▸ **Selected extract**:
Huguenot Memorial Church Eco-Update

New York Church Works for Holistic Environmental Stewardship

Members of the Environmental Ministries Action network from Huguenot Memorial Church in Pelham, NY sent the following update on environmental stewardship in their congregation.  The information is excerpted from a church newsletter article from winter 2011 written by Elders Elysa Peters and Eric Smith. 

At Huguenot Church, we recognize that environmental degradation and climate change are not just ecological and economic problems, but spiritual and social issues as well.

Here we share some examples of the progress we’ve made to date, divided according to four broad goals:

  •  Support Fair Trade
  •  Promote Environmental Health
  •  Move toward Zero Waste
  •  Take Action on Climate

 A Decade of Fair Trade

Did you know that last November Huguenot church celebrated a decade of support for Fair Trade coffee? The church began purchasing Fair Trade coffee for fellowship hour in 2000 through the Interfaith program at Equal Exchange. To date, Huguenot has purchased nearly 1500 lbs ($10,000+) of coffee, tea and chocolate, educating our congregation while making a tangible contribution to a more healthy, just and sustainable food system for some of the poorest farmers in the world. Learn more on the Equal Exchange  website and the Presbyterian Hunger Program Enough for Everyone website.

 Promoting a Healthy Indoor Environment

Did you know that of the 80,000 chemicals in use today, only 200 have been tested for safety? In 2010 the President’s Cancer Panel released a report that identified a strong link between environmental pollutants and cancer. One way to decrease people’s exposure to chemical pollution is by improving indoor air quality.  That’s what we’ve done at Huguenot by installing low or no-VOC (volatile organic compounds) carpets, classroom floor tiles, furniture, and by painting with low VOC paint. We’ve adopted more eco-friendly lawn care practices, reducing the use of pesticides and fertilizers, and purchased an electric lawn mower.

 To learn what you can do to create a healthier home, visit Healthy Child Healthy World and the Breast Cancer Fund.

 Reducing, Reusing and Recycling Waste

Did you know there’s a trash vortex in the ocean the size of Texas where plastic outweighs plankton 6 to 1? Did you know that worldwide about 1 million plastic bags are used every minute and that a single plastic bag can take up to 1,000 years to degrade?   

What are we doing at Huguenot to reduce waste?

▸ **Dataset section**:
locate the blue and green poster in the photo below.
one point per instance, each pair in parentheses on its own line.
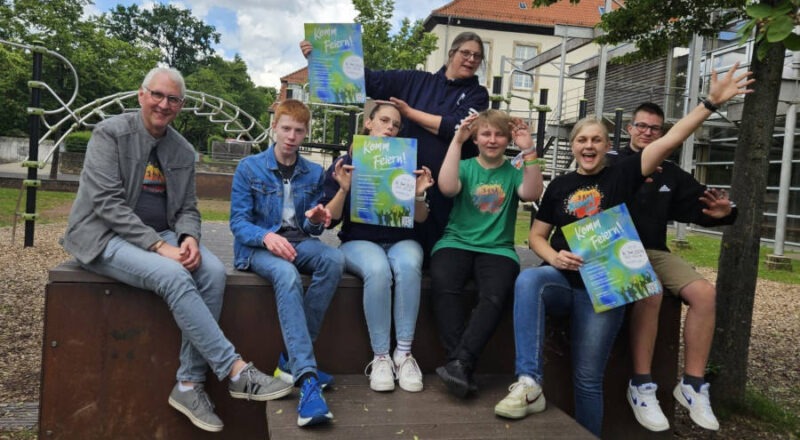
(336,64)
(616,270)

▸ **Tasks to complete**:
A. According to the church eco-update, in what year did Huguenot Church start buying Fair Trade coffee for fellowship hour?
B. Transcribe a passage of the church eco-update, beginning at the words "Did you know there’s" and stopping after the words "to reduce waste?".
C. Go on with the church eco-update, picking up after its final sentence.

▸ **Task results**:
A. In 2000.

B.
Did you know there’s a trash vortex in the ocean the size of Texas where plastic outweighs plankton 6 to 1? Did you know that worldwide about 1 million plastic bags are used every minute and that a single plastic bag can take up to 1,000 years to degrade?   

What are we doing at Huguenot to reduce waste?

C.
  • We recycle paper, aluminum, glass and plastic containers  
  • We’ve increased the number of recycling containers in the building
  • We purchase recycled paper for the office and are working to reduce paper use overall
  • We’re reducing the use of disposable dishware at social events
  • The nursery school is recycling too!

 In the long term we need to think about moving toward Zero Waste. What’s that? Zero waste is just what it sounds like––producing, consuming, and recycling products without throwing anything away, getting systems in place where nothing is wasted and everything is recycled.

At home, learn about what plastic containers to avoid and why.

Climate Action

Huguenot has been a member of Interfaith Power and Light since 2006. Through IFPL, we’ve conducted an energy audit and made numerous improvements including upgrades in lighting, LED exit lights, installing boiler controls and an outdoor sensor. Most importantly, we’ve been exploring renewable options for heating and cooling our buildings including a Geothermal Heat Pump system that could significantly reduce our dependence on fossil fuels.

Learn more about Interfaith Power and Light.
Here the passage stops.